* Description of the task *
Work through the records below and copy every line that includes "green".

━━━━━━━━━━━━━━━━

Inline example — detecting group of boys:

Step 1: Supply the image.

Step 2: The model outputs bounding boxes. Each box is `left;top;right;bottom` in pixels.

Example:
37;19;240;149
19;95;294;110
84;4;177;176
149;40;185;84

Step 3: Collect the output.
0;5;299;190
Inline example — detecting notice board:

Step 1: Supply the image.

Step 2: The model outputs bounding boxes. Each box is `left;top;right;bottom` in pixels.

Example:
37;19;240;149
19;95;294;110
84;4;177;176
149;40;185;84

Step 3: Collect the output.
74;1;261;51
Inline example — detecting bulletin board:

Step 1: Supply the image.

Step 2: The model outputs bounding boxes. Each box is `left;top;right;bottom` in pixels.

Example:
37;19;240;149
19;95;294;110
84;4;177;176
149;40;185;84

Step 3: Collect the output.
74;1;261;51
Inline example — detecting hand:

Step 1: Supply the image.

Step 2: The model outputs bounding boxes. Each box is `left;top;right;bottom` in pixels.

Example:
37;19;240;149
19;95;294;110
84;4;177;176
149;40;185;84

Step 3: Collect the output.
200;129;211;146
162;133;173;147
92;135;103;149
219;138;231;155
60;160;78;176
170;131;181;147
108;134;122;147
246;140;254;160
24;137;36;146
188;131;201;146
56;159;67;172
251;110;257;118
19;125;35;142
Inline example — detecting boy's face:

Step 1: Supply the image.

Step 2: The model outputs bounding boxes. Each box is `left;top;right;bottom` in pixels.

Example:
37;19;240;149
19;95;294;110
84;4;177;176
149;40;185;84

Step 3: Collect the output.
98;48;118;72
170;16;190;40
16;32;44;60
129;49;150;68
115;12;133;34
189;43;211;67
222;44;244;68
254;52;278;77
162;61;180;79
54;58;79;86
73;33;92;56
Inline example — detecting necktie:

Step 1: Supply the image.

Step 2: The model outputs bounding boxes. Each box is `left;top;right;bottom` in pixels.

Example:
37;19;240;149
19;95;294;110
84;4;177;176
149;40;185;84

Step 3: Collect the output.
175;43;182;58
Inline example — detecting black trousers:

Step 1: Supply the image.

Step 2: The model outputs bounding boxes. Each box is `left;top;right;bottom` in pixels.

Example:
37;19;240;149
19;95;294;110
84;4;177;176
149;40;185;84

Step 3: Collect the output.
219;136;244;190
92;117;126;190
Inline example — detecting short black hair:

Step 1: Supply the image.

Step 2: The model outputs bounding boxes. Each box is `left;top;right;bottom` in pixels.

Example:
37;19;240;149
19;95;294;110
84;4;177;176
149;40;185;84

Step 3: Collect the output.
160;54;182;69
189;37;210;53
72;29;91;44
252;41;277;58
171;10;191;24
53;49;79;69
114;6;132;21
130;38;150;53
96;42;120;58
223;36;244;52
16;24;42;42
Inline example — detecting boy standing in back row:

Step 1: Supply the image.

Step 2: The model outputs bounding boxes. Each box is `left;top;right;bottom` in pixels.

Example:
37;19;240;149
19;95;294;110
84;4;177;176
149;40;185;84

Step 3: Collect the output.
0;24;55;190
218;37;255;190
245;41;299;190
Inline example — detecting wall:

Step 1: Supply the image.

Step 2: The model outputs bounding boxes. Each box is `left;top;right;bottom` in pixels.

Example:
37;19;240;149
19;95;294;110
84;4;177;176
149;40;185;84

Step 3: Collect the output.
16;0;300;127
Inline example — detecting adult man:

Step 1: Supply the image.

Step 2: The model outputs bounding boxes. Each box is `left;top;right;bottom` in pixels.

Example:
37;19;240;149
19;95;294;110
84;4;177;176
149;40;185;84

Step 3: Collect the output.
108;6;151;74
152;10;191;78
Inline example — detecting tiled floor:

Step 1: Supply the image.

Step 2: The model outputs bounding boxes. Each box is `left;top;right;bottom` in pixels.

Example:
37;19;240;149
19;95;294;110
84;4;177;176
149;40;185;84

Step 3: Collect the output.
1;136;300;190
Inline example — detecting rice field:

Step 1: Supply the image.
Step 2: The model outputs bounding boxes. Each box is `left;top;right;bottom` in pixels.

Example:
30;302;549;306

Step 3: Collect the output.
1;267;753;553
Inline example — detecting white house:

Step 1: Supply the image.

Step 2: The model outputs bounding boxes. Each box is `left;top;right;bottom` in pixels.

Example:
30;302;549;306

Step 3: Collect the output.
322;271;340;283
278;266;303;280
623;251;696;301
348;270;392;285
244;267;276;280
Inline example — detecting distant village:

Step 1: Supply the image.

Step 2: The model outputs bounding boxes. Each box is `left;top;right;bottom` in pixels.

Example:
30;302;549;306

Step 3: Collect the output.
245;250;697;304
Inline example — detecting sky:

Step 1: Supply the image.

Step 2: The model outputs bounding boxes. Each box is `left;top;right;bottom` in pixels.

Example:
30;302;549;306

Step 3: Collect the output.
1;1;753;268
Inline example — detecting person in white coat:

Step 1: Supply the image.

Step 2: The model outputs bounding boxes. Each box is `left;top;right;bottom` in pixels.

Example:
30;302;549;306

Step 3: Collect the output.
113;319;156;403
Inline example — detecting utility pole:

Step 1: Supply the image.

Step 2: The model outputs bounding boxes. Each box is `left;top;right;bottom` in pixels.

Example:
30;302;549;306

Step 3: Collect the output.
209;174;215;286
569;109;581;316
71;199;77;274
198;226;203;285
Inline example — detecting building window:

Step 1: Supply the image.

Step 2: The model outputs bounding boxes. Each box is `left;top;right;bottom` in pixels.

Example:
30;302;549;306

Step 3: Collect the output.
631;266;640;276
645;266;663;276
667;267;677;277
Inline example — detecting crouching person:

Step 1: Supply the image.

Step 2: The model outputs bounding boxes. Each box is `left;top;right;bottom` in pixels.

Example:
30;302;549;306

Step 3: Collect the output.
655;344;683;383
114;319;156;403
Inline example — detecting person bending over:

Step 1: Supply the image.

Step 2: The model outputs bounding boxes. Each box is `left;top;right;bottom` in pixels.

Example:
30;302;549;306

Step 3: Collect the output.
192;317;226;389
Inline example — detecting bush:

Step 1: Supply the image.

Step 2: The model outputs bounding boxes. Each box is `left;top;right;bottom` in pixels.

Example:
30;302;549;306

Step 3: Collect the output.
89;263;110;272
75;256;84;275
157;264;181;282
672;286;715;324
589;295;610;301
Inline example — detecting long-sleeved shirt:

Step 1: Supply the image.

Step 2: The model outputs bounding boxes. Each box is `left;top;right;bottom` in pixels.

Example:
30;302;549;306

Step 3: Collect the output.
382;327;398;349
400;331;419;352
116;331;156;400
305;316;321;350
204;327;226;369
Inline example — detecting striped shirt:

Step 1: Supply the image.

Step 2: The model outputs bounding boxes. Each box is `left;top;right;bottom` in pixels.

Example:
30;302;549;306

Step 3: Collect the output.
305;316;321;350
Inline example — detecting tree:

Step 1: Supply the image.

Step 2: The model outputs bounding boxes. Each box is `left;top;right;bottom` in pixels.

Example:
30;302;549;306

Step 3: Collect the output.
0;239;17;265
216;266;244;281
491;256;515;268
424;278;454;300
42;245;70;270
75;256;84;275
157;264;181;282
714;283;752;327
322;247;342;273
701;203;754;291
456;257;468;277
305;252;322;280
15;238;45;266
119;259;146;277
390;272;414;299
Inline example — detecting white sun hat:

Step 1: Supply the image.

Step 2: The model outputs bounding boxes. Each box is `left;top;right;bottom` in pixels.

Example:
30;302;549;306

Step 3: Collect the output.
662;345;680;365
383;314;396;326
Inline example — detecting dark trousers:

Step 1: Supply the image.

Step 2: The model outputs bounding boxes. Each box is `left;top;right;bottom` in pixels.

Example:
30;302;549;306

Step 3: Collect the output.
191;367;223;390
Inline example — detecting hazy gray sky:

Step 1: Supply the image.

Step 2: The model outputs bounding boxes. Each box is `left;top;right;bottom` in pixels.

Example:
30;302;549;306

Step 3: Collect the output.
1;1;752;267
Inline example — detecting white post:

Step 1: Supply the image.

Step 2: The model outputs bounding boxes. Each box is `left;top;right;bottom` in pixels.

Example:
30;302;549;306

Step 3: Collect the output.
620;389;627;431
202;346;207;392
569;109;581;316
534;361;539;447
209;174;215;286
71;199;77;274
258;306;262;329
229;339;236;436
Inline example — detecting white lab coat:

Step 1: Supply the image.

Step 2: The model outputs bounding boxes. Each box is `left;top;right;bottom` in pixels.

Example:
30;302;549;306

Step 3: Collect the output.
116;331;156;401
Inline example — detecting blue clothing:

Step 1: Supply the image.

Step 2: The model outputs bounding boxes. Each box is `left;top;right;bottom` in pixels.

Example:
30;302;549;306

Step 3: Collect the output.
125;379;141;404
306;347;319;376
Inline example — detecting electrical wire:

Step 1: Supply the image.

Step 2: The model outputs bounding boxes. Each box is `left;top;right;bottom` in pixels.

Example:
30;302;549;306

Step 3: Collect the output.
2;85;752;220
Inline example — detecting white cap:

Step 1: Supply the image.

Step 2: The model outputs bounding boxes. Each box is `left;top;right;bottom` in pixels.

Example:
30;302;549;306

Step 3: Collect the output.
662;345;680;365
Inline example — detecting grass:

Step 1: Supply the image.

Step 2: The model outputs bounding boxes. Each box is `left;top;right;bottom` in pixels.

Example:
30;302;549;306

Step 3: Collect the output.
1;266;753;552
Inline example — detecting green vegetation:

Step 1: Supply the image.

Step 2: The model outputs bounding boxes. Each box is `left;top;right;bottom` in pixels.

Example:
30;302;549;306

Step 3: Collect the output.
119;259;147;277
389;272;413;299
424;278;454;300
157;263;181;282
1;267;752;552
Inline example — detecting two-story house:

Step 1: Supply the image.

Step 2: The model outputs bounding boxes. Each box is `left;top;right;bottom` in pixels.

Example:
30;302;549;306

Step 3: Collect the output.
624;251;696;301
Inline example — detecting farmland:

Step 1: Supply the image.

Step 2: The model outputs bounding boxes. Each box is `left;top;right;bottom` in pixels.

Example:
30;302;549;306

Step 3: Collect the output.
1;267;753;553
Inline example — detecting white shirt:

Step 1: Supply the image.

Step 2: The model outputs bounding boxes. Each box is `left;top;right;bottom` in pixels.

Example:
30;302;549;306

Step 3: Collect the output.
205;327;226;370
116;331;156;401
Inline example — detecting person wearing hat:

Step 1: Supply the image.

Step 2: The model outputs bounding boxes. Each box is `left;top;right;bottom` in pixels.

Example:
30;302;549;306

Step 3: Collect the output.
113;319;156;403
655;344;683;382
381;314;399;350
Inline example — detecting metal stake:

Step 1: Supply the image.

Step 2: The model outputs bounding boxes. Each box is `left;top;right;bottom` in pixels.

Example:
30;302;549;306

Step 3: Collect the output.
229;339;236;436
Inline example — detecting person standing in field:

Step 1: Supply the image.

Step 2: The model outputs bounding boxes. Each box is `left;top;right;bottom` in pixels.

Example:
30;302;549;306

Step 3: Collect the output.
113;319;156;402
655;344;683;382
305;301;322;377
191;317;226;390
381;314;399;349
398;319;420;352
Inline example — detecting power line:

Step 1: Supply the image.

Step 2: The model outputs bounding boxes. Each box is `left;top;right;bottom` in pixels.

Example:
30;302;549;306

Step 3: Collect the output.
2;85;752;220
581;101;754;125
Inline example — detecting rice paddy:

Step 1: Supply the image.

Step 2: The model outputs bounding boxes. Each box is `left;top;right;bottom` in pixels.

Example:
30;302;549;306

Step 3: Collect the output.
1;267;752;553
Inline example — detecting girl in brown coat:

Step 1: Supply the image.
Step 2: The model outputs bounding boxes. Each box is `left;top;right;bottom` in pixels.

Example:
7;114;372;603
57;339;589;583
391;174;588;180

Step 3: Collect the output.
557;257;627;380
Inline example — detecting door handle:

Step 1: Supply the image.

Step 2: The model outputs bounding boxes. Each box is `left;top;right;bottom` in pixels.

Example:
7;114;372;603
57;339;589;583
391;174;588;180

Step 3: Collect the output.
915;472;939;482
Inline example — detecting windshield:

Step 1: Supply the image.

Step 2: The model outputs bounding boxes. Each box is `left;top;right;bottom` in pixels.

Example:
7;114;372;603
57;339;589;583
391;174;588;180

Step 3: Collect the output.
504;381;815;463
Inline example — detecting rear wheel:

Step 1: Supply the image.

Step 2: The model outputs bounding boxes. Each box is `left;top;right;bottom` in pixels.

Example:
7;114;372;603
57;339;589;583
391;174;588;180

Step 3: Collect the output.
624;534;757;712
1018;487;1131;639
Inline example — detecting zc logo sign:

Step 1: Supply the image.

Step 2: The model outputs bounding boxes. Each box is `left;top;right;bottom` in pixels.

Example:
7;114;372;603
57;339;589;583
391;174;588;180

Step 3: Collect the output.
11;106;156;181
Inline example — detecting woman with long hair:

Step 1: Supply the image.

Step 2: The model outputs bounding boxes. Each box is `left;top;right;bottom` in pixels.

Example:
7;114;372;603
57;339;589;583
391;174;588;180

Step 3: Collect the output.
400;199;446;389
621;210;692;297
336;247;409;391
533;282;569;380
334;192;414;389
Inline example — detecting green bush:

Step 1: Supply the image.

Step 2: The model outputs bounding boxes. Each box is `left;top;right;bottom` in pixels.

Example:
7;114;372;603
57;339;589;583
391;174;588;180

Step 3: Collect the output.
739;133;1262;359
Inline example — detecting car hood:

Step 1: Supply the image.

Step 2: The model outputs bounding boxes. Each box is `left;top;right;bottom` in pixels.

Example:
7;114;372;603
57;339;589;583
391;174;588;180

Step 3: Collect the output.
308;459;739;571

━━━━━━━━━━━━━━━━

* Response area *
Inline example — detecting green vegetation:
Inline example — detecting green bush:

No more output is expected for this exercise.